_TASK INSTRUCTIONS_: Copy out the entries in full and with complete accuracy; pictures are excluded.

_RECORD EXCERPTS_:
↓

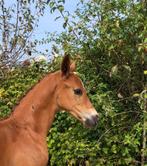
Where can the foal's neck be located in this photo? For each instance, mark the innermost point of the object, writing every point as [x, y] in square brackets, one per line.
[37, 109]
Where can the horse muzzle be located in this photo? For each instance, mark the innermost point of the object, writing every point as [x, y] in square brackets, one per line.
[91, 121]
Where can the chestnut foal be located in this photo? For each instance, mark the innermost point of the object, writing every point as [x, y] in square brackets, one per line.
[23, 134]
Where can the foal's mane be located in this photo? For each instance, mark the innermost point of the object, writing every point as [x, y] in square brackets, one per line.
[24, 95]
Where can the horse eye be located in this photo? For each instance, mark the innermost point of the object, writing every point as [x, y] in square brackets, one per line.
[78, 92]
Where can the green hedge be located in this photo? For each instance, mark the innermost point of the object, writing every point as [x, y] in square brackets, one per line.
[115, 141]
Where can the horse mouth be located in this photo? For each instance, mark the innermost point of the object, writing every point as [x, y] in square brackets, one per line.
[90, 122]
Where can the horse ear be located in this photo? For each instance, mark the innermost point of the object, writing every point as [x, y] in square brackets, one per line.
[65, 66]
[73, 67]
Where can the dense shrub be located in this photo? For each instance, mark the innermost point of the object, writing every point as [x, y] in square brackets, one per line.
[111, 44]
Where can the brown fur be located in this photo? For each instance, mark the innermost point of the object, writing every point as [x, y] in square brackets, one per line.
[23, 134]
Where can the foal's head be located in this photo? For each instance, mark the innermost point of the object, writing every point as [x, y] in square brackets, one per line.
[71, 95]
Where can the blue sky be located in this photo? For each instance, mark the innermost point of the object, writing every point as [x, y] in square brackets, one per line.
[47, 23]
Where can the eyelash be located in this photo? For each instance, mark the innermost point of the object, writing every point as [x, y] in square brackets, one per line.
[78, 92]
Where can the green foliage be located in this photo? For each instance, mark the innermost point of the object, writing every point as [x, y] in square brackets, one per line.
[109, 37]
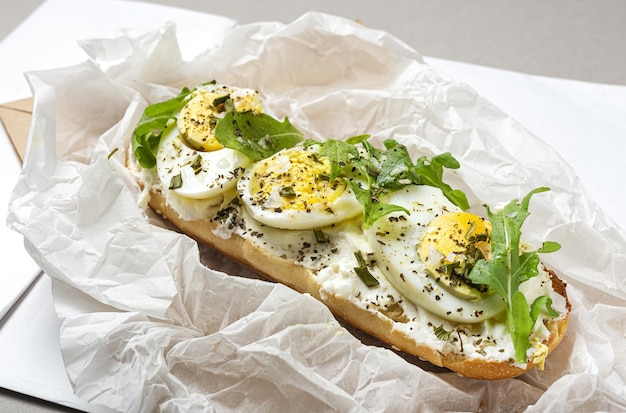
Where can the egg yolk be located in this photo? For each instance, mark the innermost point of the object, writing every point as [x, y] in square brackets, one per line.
[451, 246]
[295, 180]
[198, 117]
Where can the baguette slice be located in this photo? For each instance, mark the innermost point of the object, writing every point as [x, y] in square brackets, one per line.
[372, 322]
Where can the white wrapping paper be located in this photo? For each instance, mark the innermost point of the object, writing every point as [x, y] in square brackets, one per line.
[152, 322]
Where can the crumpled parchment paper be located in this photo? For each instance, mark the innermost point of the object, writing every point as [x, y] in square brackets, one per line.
[151, 321]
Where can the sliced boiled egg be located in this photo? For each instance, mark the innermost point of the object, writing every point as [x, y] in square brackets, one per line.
[418, 252]
[190, 160]
[291, 190]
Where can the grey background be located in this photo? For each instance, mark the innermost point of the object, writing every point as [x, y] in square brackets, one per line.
[575, 39]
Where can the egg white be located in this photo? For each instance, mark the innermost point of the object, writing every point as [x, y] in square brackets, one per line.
[272, 211]
[394, 239]
[204, 174]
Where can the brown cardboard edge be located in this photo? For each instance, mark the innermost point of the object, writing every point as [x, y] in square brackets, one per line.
[15, 117]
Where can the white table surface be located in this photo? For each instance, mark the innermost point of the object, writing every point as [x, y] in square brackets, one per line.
[28, 331]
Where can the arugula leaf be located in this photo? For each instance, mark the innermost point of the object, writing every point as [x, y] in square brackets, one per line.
[256, 136]
[372, 211]
[385, 171]
[508, 268]
[155, 119]
[431, 173]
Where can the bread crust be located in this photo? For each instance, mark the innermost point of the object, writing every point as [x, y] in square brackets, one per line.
[372, 322]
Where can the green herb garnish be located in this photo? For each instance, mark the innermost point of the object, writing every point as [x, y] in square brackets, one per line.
[320, 237]
[256, 136]
[287, 192]
[363, 272]
[176, 181]
[509, 267]
[196, 165]
[155, 119]
[442, 333]
[384, 171]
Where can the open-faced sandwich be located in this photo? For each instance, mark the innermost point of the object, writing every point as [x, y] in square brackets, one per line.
[377, 236]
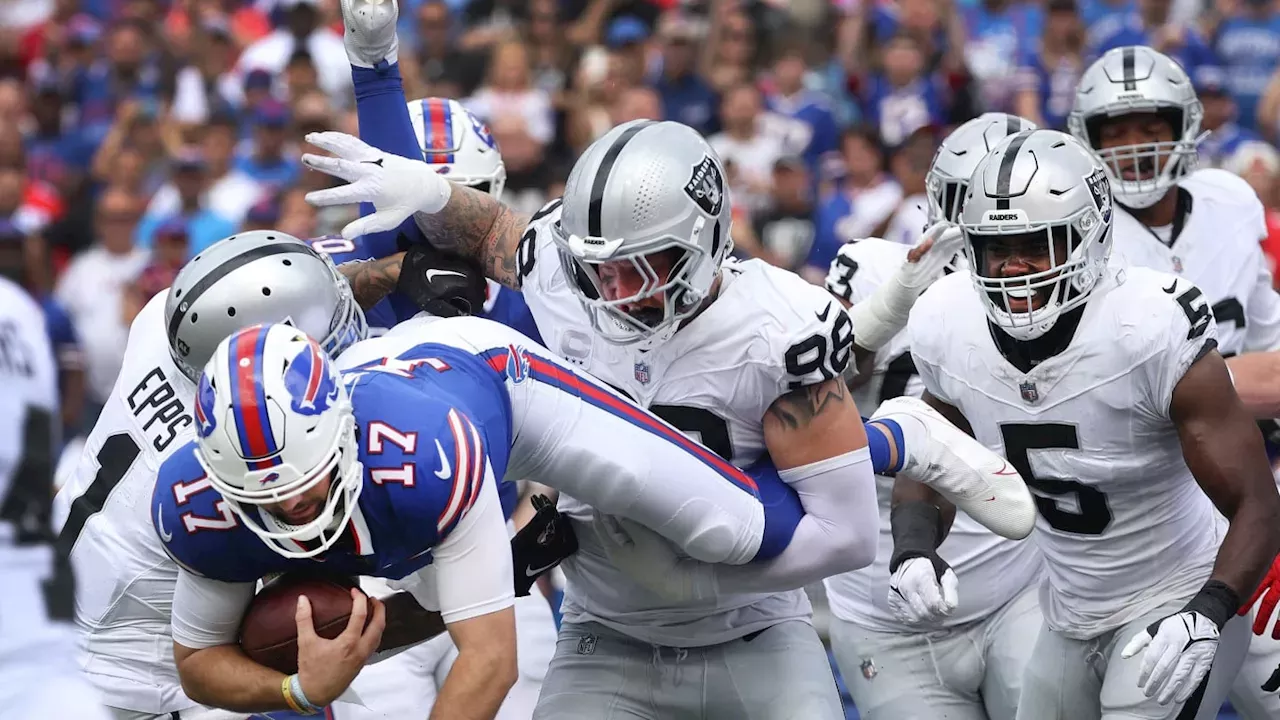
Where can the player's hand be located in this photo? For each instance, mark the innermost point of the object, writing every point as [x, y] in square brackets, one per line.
[1180, 651]
[327, 668]
[396, 186]
[937, 247]
[923, 589]
[1269, 592]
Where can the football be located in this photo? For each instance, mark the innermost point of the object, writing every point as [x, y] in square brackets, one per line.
[269, 632]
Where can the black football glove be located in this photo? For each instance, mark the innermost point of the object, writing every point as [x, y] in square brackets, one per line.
[442, 283]
[542, 545]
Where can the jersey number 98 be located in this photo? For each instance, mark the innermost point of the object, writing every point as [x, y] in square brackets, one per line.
[1069, 506]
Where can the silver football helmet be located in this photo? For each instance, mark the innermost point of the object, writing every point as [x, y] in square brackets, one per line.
[1037, 187]
[959, 154]
[644, 188]
[1139, 80]
[257, 277]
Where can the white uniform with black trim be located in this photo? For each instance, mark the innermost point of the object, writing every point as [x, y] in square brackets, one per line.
[37, 673]
[714, 379]
[1219, 249]
[973, 668]
[1128, 534]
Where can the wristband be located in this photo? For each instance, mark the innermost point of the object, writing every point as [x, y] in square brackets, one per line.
[296, 698]
[1216, 601]
[917, 528]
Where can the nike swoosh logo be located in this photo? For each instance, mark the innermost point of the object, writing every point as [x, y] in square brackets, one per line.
[433, 274]
[535, 572]
[446, 470]
[164, 536]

↑

_CORRECT RESULT_:
Where can the foal's neck be located in this photo? For each instance, mark the innermost point of the object, writing every point as [x, y] in square brackets, one per line.
[37, 109]
Where can the horse muzzle be located in this photo? For each instance, mark the innermost point of the object, writing every point as [x, y] in square brackets, one per line.
[91, 121]
Where can the chestnut foal be located in this photo? For each instance, mark the innermost point of the object, writing every point as [x, y] in square brackets, one per line.
[23, 134]
Where can the foal's mane be located in this photo? For each instance, mark the innermost point of the object, writing every point as [x, y] in square brackets, one per line.
[24, 95]
Where can the horse eye be located in this photo? For each instance, mark the innermost point of the object, writing every point as [x, y] in square brackets, one per line.
[78, 92]
Where can the green hedge be located in this photo? For each instance, mark the innermost point of the object, writing every point as [x, y] in square brackets, one per line.
[115, 141]
Where can the horse mouth be located in this photo? For each instance, mark the innermost point of the object, writing every point as [x, y] in square brackets, one per line.
[90, 122]
Where can the horse ear be located in this photo? For each instance, mark the innermost point of the object, writing every point as [x, y] in square brackets, one per line.
[65, 66]
[73, 67]
Where can the dense shrub be located in this photo? For each instance, mark the innermost point of the object, writing every point as [x, y] in square brackets, one per line.
[111, 44]
Where can the brown fur be located in this photo? For each instance, mark the innermost point of the object, writing every point as [x, y] in square brackets, one per line.
[23, 134]
Where can the foal's head be located in this photo? For each instance, mark the innermost point of the object, writing every point as [x, y] in square brackets, one per line.
[71, 95]
Where can the blue sky be located in this photo? For each instance, mark the innermost point of the object, writing every point as [x, y] in square brackets, one per line.
[47, 23]
Where can the eyelash be located in this photo? For each instance, mark the innermost point of the object, writing every point as [x, y] in square brackets, one per line.
[78, 92]
Where can the green foliage be located in this photo? For each instance, mark the innermost point of the object, writing every point as [x, y] in square brackets, one per line.
[109, 37]
Where can the egg yolk be located in this photo? For each instance, mark the innermost point of the object, writing every point as [x, y] in square brackets, one per line.
[451, 246]
[295, 180]
[198, 117]
Where can the baguette slice be located in this photo? For each instance, mark the innermost point of the object, writing every point as [x, y] in square brackets, one per line.
[372, 322]
Where can the white wrapping paper be located in this photo? For each instance, mark the innermost point of the object, writing every point as [x, y] in square brackets, one per line.
[152, 322]
Where can the crumpled parchment paper be located in this photo? For each instance, mark the innermost point of the object, writing every point as [x, y] in square brackets, one per line.
[151, 321]
Where can the sliced boiled egg be located in this photo? For each instance, mark the innermost point of the object, writing every point as [x, y] in square brackets, one per line.
[418, 252]
[190, 160]
[291, 190]
Where can the grey background be located in this photo? For each instance, mark the innermost point of the object, writing every point as [x, y] in square brackets, one per line.
[575, 39]
Where can the egg white be located in this photo? For each instance, mark the innermost point of the object, writing every point as [x, y] in square brackets, one per line.
[272, 211]
[394, 239]
[204, 174]
Where can the brown cardboard edge be located in this photo? For each instance, mark the innermost point of the object, writing every point as [x, y] in square brackets, one per line.
[15, 117]
Where can the white table surface be located in this photo? For each instance, mark the innermost point of the object, writing every point as [x, y] in square brackets, one per line.
[28, 331]
Where can the arugula leaf be located in this photo? For each instance, mark the innermost point of the object, writing every point as [x, y] in square brackets, one per line.
[256, 136]
[372, 211]
[385, 171]
[508, 268]
[155, 119]
[431, 173]
Where can the bread crust be located in this photo? For each instance, mark the innermost point of the object, writing every point as [x, y] in square brackets, one per line.
[372, 322]
Where can the green herb garnish be located in this photo? For each instance, mark the innermost point of the object, writing every point as [x, y] in square brackets, one per line.
[320, 237]
[256, 136]
[287, 192]
[363, 272]
[176, 181]
[509, 267]
[196, 165]
[155, 119]
[442, 333]
[384, 171]
Where can the open-faced sandwich be located in this photo? For each instance, mark the innermost point of the object, writing every point as [x, y] in square brackets, one per line.
[377, 236]
Where can the player's hand be located in this photo? For each instance, mark the innermost point of the object, writing every point as [x, y] in square brackets, one per line.
[1180, 651]
[327, 668]
[396, 186]
[937, 247]
[923, 589]
[1269, 592]
Where can the football be located in this photo? For each instance, mark the innermost point of the object, writing every point as [x, y] in square brackets, one per line.
[269, 632]
Where can the black football glove be located in this photo? For each instance, mark the innermost point of the object, writing every point as [x, y] in square brackets, one per line.
[442, 283]
[542, 545]
Where can the jersey number 98 be located in this photo? For each instance, mark the innermost point of the object, writing every point as [x, y] in square brackets, one per line.
[1069, 506]
Where can the silver football helmet be located in this photo? For each instance, mark the innermost point of the object, writing every point as [x, y] in square brackets, one per line.
[1037, 187]
[959, 154]
[644, 188]
[1139, 80]
[257, 277]
Where can the white uniform with black trim be located in this photo? For each instance, mark the innermost point of the object, writing every point as [x, y] in square brackets, one per line.
[37, 673]
[714, 379]
[1219, 249]
[973, 668]
[1128, 534]
Where can the wristband be located in this photo? For each instance, mark the innermost point of the object, writing every point as [x, y] in square brackets, one per line.
[296, 698]
[1216, 601]
[917, 528]
Where can the nike swoosh logo be located in this photo? For each instance, mark the innermost point of the object, writing every point as [x, y] in square brackets, one per line.
[433, 274]
[535, 572]
[446, 470]
[164, 536]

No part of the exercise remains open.